Assignment:
Use the entries below and reproduce exactly the lines from the one containing "Q: Identify one point on each instance of the red" down to the one containing "Q: Identify one point on each instance of the yellow", both of them included.

□ □ □ □ □

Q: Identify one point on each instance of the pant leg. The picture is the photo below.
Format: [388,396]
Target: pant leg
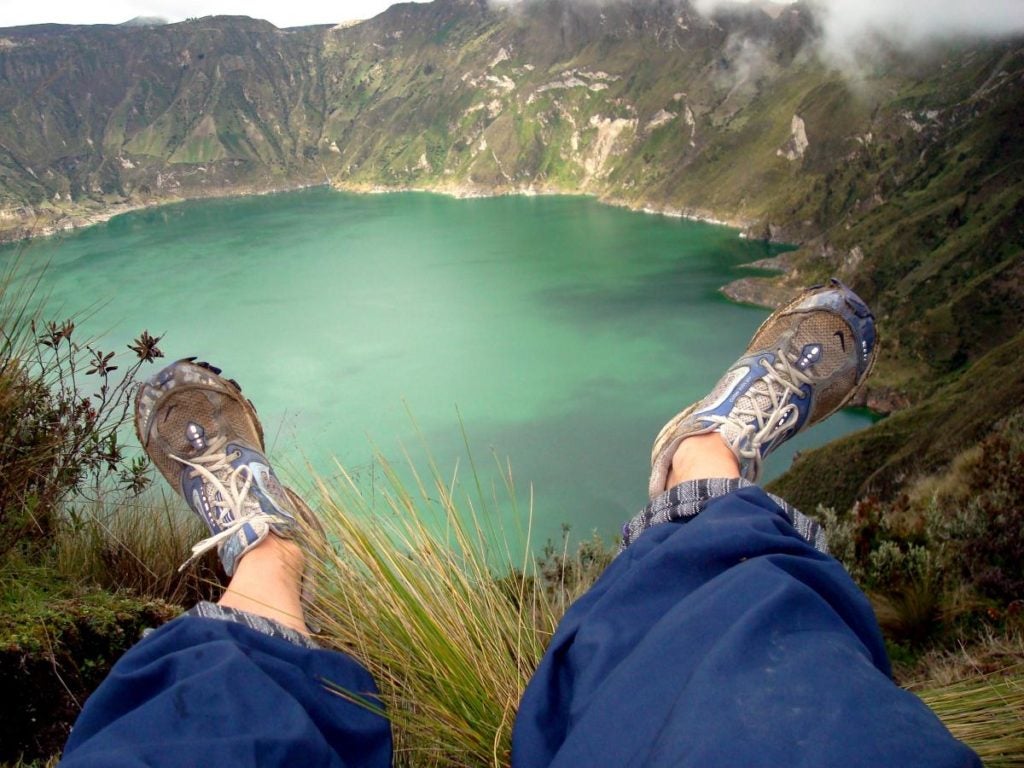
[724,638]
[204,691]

□ □ □ □ □

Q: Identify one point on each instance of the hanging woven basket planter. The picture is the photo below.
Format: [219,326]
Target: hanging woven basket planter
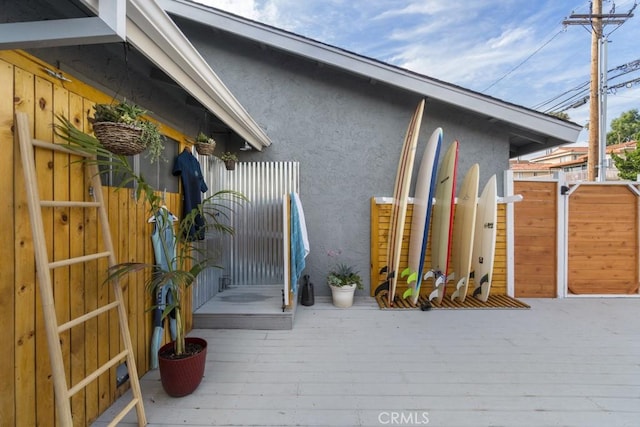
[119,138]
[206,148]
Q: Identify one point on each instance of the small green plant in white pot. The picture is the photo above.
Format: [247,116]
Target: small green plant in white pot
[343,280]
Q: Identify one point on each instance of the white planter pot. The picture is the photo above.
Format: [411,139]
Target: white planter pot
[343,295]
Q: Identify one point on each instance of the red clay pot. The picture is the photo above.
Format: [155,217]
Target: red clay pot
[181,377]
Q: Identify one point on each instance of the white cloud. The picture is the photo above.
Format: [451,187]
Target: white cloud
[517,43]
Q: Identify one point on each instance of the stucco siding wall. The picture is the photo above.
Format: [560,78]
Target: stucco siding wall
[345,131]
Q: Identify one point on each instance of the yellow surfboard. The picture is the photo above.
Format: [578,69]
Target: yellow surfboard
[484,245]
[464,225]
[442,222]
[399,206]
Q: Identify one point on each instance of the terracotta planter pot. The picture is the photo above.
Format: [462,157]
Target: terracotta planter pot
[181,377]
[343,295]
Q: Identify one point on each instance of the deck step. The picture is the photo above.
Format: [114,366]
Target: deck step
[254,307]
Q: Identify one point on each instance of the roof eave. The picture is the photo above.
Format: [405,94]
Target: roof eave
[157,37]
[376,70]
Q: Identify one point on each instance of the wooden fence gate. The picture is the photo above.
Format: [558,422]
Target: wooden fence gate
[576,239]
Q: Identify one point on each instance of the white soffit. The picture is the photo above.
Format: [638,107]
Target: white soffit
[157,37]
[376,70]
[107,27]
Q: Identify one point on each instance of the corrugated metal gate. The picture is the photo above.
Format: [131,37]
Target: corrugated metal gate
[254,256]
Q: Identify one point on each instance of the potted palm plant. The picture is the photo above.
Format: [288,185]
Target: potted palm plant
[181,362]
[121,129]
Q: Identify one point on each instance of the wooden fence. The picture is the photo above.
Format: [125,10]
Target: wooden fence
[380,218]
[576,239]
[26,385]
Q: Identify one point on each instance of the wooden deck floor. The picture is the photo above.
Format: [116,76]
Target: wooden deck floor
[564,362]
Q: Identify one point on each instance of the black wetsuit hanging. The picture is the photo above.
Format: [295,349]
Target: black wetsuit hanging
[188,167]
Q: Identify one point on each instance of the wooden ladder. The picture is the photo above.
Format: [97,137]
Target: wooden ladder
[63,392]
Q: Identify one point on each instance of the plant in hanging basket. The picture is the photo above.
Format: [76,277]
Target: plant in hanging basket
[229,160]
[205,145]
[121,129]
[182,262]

□ □ □ □ □

Response to this task:
Q: Identify one point on each instance of the red clay pot. The picture is the photo above.
Format: [155,217]
Target: red clay pot
[181,377]
Q: Identify one point on each instance of the white cloud. The picture is the photo above.
Format: [451,187]
Target: white cloud
[517,43]
Q: Identify one point on each instance of the stucco siding wall. The picture is the photo above.
Format: [560,78]
Target: stucco siding wall
[345,131]
Q: Identify one point on each instance of the yellow surfboard. The picture is the photo above.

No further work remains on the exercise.